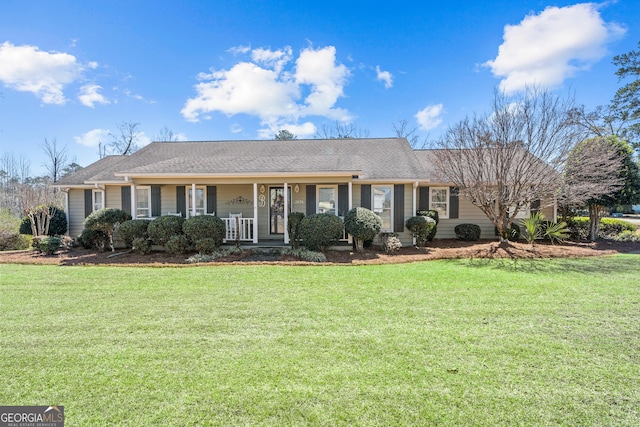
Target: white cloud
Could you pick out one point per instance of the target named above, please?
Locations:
(28, 69)
(89, 96)
(384, 76)
(272, 88)
(93, 138)
(547, 48)
(429, 117)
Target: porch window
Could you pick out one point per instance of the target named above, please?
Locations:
(200, 201)
(143, 202)
(383, 205)
(439, 200)
(98, 199)
(328, 200)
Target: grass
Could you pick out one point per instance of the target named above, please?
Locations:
(465, 343)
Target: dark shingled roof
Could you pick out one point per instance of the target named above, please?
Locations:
(371, 158)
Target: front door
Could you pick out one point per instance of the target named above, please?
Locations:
(276, 210)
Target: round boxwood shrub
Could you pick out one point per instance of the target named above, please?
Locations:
(295, 218)
(57, 224)
(92, 239)
(204, 226)
(467, 232)
(363, 224)
(132, 229)
(163, 228)
(177, 244)
(141, 245)
(422, 227)
(319, 231)
(433, 214)
(206, 246)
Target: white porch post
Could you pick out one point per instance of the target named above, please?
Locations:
(193, 200)
(134, 211)
(286, 214)
(255, 212)
(414, 205)
(66, 208)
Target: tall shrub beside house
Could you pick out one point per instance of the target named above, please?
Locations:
(320, 231)
(106, 221)
(362, 224)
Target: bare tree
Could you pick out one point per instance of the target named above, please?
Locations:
(341, 131)
(124, 141)
(402, 130)
(284, 135)
(592, 171)
(512, 157)
(166, 135)
(57, 159)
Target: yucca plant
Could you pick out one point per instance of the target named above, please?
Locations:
(532, 225)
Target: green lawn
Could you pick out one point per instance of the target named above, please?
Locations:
(466, 343)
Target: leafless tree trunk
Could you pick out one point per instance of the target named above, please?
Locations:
(512, 157)
(124, 141)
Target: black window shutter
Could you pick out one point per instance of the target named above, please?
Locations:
(343, 199)
(454, 202)
(88, 202)
(423, 199)
(398, 208)
(535, 206)
(125, 196)
(212, 198)
(156, 207)
(365, 196)
(181, 200)
(311, 199)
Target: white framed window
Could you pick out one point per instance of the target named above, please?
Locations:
(143, 202)
(97, 197)
(439, 200)
(201, 208)
(382, 201)
(327, 199)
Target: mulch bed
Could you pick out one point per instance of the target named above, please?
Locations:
(439, 249)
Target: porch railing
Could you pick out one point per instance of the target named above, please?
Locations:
(238, 229)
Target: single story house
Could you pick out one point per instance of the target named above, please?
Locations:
(248, 184)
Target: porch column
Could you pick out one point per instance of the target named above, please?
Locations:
(66, 208)
(193, 199)
(134, 210)
(286, 214)
(255, 212)
(414, 204)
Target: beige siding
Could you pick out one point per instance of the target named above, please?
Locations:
(76, 211)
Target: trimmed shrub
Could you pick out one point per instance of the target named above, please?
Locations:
(12, 241)
(141, 245)
(206, 246)
(106, 220)
(390, 243)
(204, 226)
(467, 232)
(57, 224)
(177, 244)
(512, 234)
(163, 228)
(433, 214)
(320, 231)
(295, 218)
(422, 227)
(48, 245)
(363, 224)
(93, 239)
(132, 229)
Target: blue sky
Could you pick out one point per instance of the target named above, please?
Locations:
(212, 70)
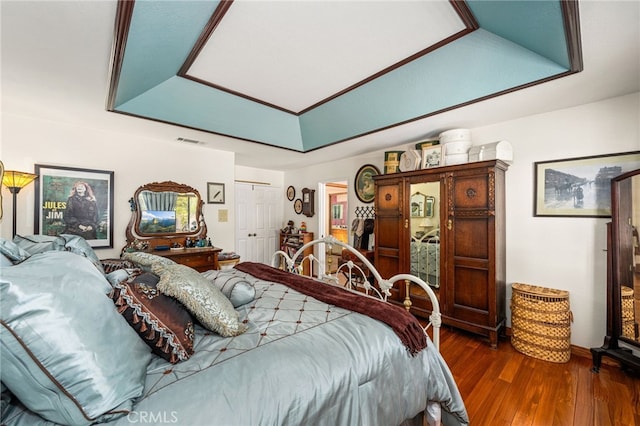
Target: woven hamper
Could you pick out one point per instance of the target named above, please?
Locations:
(628, 313)
(541, 322)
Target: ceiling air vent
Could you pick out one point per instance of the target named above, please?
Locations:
(187, 140)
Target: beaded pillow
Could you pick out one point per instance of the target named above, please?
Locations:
(146, 260)
(162, 322)
(238, 290)
(214, 311)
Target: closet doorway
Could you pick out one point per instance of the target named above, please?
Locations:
(258, 218)
(335, 209)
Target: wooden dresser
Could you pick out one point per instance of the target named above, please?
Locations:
(199, 258)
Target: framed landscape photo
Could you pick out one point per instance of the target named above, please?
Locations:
(579, 187)
(431, 157)
(74, 201)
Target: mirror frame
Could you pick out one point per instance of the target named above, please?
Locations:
(422, 204)
(619, 270)
(152, 240)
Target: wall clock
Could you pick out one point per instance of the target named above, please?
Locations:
(291, 193)
(308, 202)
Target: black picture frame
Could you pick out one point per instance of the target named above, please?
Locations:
(363, 183)
(581, 186)
(215, 193)
(54, 190)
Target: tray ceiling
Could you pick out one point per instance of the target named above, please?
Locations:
(307, 74)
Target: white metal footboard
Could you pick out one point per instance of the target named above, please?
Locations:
(356, 276)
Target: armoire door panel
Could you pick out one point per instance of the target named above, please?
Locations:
(388, 196)
(387, 232)
(471, 237)
(471, 192)
(471, 288)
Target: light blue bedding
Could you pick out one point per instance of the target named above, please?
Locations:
(300, 362)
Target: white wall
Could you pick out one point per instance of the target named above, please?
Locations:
(135, 161)
(562, 253)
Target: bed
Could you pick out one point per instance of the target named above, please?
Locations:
(288, 359)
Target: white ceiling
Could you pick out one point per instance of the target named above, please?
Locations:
(55, 65)
(329, 46)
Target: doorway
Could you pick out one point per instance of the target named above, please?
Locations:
(259, 215)
(333, 218)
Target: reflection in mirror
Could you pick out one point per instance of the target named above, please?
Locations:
(425, 232)
(167, 212)
(628, 220)
(418, 204)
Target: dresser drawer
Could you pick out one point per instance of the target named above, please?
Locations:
(200, 259)
(196, 260)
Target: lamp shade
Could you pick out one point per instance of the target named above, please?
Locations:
(15, 181)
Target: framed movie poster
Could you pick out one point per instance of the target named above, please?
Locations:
(75, 201)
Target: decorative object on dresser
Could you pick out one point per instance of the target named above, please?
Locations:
(167, 220)
(308, 202)
(290, 243)
(464, 254)
(75, 201)
(623, 276)
(363, 184)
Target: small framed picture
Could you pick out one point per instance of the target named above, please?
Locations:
(364, 185)
(431, 157)
(215, 193)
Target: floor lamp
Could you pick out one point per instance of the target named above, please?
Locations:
(15, 181)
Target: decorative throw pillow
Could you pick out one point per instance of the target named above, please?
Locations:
(114, 277)
(238, 290)
(66, 353)
(203, 300)
(110, 265)
(146, 260)
(163, 323)
(11, 250)
(40, 243)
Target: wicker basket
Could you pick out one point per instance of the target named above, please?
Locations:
(628, 313)
(541, 322)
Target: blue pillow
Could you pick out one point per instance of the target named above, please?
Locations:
(12, 251)
(78, 245)
(67, 354)
(39, 243)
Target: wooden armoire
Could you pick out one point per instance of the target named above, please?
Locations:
(470, 223)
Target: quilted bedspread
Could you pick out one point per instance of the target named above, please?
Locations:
(300, 362)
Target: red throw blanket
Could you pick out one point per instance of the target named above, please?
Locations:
(405, 325)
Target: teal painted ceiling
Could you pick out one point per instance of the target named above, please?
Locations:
(508, 45)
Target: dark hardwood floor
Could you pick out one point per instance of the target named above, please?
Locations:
(505, 387)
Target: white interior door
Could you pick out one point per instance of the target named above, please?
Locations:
(259, 215)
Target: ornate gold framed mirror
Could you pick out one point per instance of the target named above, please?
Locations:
(165, 214)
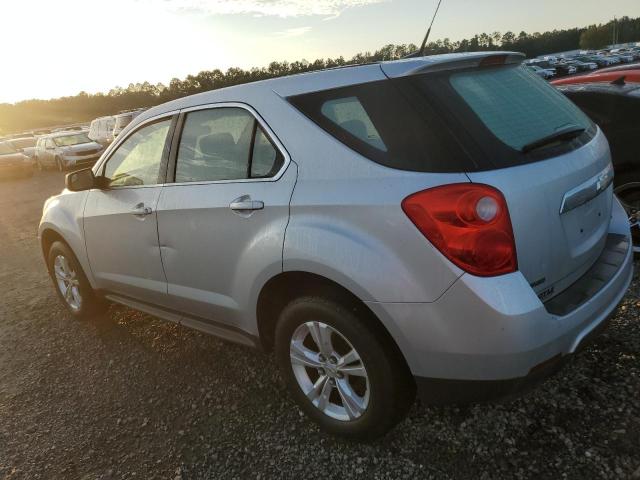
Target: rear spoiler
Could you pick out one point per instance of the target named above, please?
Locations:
(449, 61)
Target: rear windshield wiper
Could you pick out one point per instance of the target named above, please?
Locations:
(568, 132)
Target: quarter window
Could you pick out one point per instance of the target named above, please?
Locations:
(138, 159)
(266, 161)
(224, 144)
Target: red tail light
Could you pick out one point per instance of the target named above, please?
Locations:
(469, 223)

What you have to do:
From the first line to the last, return the records exactly and leave the pictures behind.

Answer area:
Target: white cloud
Could you pick out one point per instance of the target named above, please?
Locations:
(28, 69)
(89, 96)
(384, 76)
(272, 88)
(93, 138)
(547, 48)
(429, 117)
Target: porch window
Could you pick out one point per instance of the target named above, please?
Locations:
(200, 201)
(143, 202)
(383, 205)
(439, 200)
(98, 199)
(328, 200)
Target: grass
Could you pick out one point per instance of the target named above, please?
Locations:
(465, 343)
Target: dark shingled roof
Could you pick out one point per instance of the target named above, please?
Locations:
(371, 158)
Target: front door
Could you pick out one point per instance of the target named above, please?
Locations:
(276, 210)
Target: round boxwood shrub
Could you pick out one point per instance of the target named above, please?
Locations:
(295, 218)
(57, 224)
(92, 239)
(204, 226)
(467, 232)
(363, 224)
(132, 229)
(163, 228)
(177, 244)
(141, 245)
(422, 227)
(319, 231)
(433, 214)
(206, 246)
Target: white porch post
Could you pick out one point per instance of the target named above, please?
Locations:
(193, 200)
(134, 211)
(286, 214)
(255, 212)
(414, 205)
(66, 208)
Target: tall shrub beside house
Could you pick out one point per instance of the target named above, please?
Locations:
(320, 231)
(106, 221)
(362, 224)
Target: bare tree
Could you pick out one point per instance of the target named above, please?
Locations:
(341, 131)
(124, 141)
(402, 130)
(284, 135)
(592, 171)
(512, 157)
(166, 135)
(57, 159)
Target: yucca plant
Could you pick out one point per instance of the target named above, please?
Locations:
(532, 225)
Target: green lawn
Could you pick out one point per instance of the target named above, please?
Locations:
(466, 343)
Target: leafless tree trunk
Could you pick out one point per instance of the target named above, please?
Locations:
(512, 157)
(124, 141)
Target: black window shutter
Could you pick out one point per instance of the target named above, please?
Locations:
(343, 199)
(454, 202)
(88, 202)
(423, 199)
(398, 208)
(535, 206)
(125, 196)
(212, 198)
(156, 207)
(365, 196)
(181, 200)
(311, 199)
Target: white framed window
Could you pick out one point per instance of the target named above, please?
Locations:
(143, 202)
(97, 197)
(439, 200)
(201, 208)
(382, 201)
(327, 199)
Target: mulch bed
Could you pick out one point per instance of the target named above, please?
Locations:
(439, 249)
Target: porch railing
Could you pick out one point per instance of the target named above, please?
Locations:
(238, 229)
Target: single story house
Could you pick out one point per instance of the target named above, please?
Locations:
(248, 184)
Target: porch column
Could you pick out one point per instance of the target named above, please?
Locations:
(66, 208)
(193, 199)
(134, 210)
(286, 214)
(255, 212)
(414, 204)
Target: beige siding
Could you pick out one point per instance of the target named above, please?
Locations:
(76, 211)
Target: trimmed shrub
Could you pick out one point per instance of the target named above, please?
Locations:
(12, 241)
(141, 245)
(206, 246)
(106, 220)
(390, 243)
(204, 226)
(467, 232)
(57, 224)
(177, 244)
(512, 234)
(163, 228)
(433, 214)
(320, 231)
(295, 218)
(422, 227)
(48, 245)
(363, 224)
(93, 239)
(132, 229)
Target: blue sky
Could you pick out one point per instance of the target named above, please?
Locations:
(212, 70)
Target: woven hamper
Could you pick out one point per instance of the target named above, please?
Locations:
(628, 313)
(541, 322)
Target: ceiling air vent
Could you pick out one point per instance of the target named above, please?
Locations:
(187, 140)
Target: beaded pillow
Could you pick out one point per instance of the target named above, please?
Locations:
(146, 260)
(162, 322)
(238, 290)
(214, 311)
Target: closet doorway
Could you pick out one point per instance of the target named above, please?
Locations:
(258, 218)
(335, 209)
Target: wooden dresser
Could you pick out one point per instance of the target named above, please?
Locations:
(199, 258)
Target: framed landscape photo
Could you pick out one point per instance of the target named above, please?
Locations:
(579, 187)
(431, 157)
(74, 201)
Target: mirror frame
Could you pick out one point per instance of the target named above, please?
Locations:
(422, 204)
(619, 270)
(152, 240)
Target: wall clock
Could you pick out one point per instance of the target named above, please?
Locations:
(291, 193)
(308, 202)
Target: black picture frame
Could you pick out one point per instance of the target named above, please?
Locations:
(363, 183)
(581, 186)
(215, 193)
(54, 190)
Target: tray ceiling
Could you pick out one point per instance of the target named above, please?
Locations:
(307, 74)
Target: white metal footboard
Could you pick out one point per instance of the target named above, please?
Locations:
(356, 276)
Target: armoire door panel
Could you pick out one point per instance of the target named above, please?
Locations:
(388, 196)
(387, 232)
(471, 237)
(471, 192)
(471, 288)
Target: light blue bedding
Could you pick out one point per instance of the target named above, please?
Locations:
(300, 362)
Target: white wall
Could you pick out one point per instance of the target named above, please?
Locations:
(135, 161)
(562, 253)
Target: bed
Could you pick out one point per instance of the target named above, please?
Locations:
(288, 359)
Target: white ceiling
Could you pick out one point per instance of the target named above, please?
Locations:
(55, 65)
(329, 46)
Target: doorway
Could you pick out one point per instance of the target named above, please?
Locations:
(259, 215)
(333, 218)
Target: reflection in mirror
Could you pick out one point per instance of the target named above, please?
Locations:
(425, 232)
(167, 212)
(628, 220)
(418, 204)
Target: dresser drawer
Could you pick out one point per instance of the target named above, please?
Locations:
(200, 259)
(196, 260)
Target: lamp shade
Could you pick out one point per instance of the target named above, please?
Locations:
(15, 181)
Target: framed movie poster
Could you pick out one point per instance of the target named above, please?
Locations:
(75, 201)
Target: decorative object on dresser
Could you pick out one point per instance of the target named above, please?
Locations:
(167, 220)
(308, 202)
(290, 243)
(464, 254)
(75, 201)
(623, 276)
(363, 184)
Target: small framed picture
Could you pick out one point per instance of the target named above, please?
Locations:
(364, 185)
(431, 157)
(215, 193)
Target: floor lamp
Could you pick out one point per instance of the target named above, please?
Locations:
(15, 181)
Target: decorative throw pillow
Could you pick out one point per instance of the target named above, please?
Locations:
(114, 277)
(238, 290)
(66, 353)
(203, 300)
(110, 265)
(146, 260)
(163, 323)
(11, 250)
(40, 243)
Target: wicker basket
Could you pick out one point per instance of the target named above, please?
Locations:
(628, 313)
(541, 322)
Target: blue pillow
Could you pick out one point per instance of the target named above, please?
Locations:
(12, 251)
(78, 245)
(67, 354)
(39, 243)
Target: wooden armoire
Could you pick out one point per instance of the target named above, please?
Locations:
(470, 223)
Target: quilted bedspread
Could you pick out one point per instance of the target named above, please?
Locations:
(300, 362)
Target: red throw blanket
Could you pick out one point per instance of the target named above, please?
Locations:
(405, 325)
Target: teal painted ceiling
Could you pick out one point per instance of the target named above, please?
Locations:
(508, 45)
Target: dark hardwood floor
Could you pick out one point per instance of the target named above, please?
Locations:
(505, 387)
Target: white interior door
Could you pick out one point per instance of the target named above, please?
Locations:
(259, 215)
Target: ornate gold framed mirror
Could you pick out one point per instance of the target named above, please?
Locations:
(165, 214)
Target: rear spoiler
Could you pick out one point per instance of the target named above, please?
Locations:
(449, 61)
Target: rear windshield wiper
Could you pick out one point per instance of the target named above, please?
Locations:
(568, 132)
Target: quarter window
Could you pick out one point per instance of the target named above, please?
Locations:
(138, 159)
(266, 161)
(224, 144)
Target: red tail light
Could you pick out one point per instance of the target named above, please?
Locations:
(469, 223)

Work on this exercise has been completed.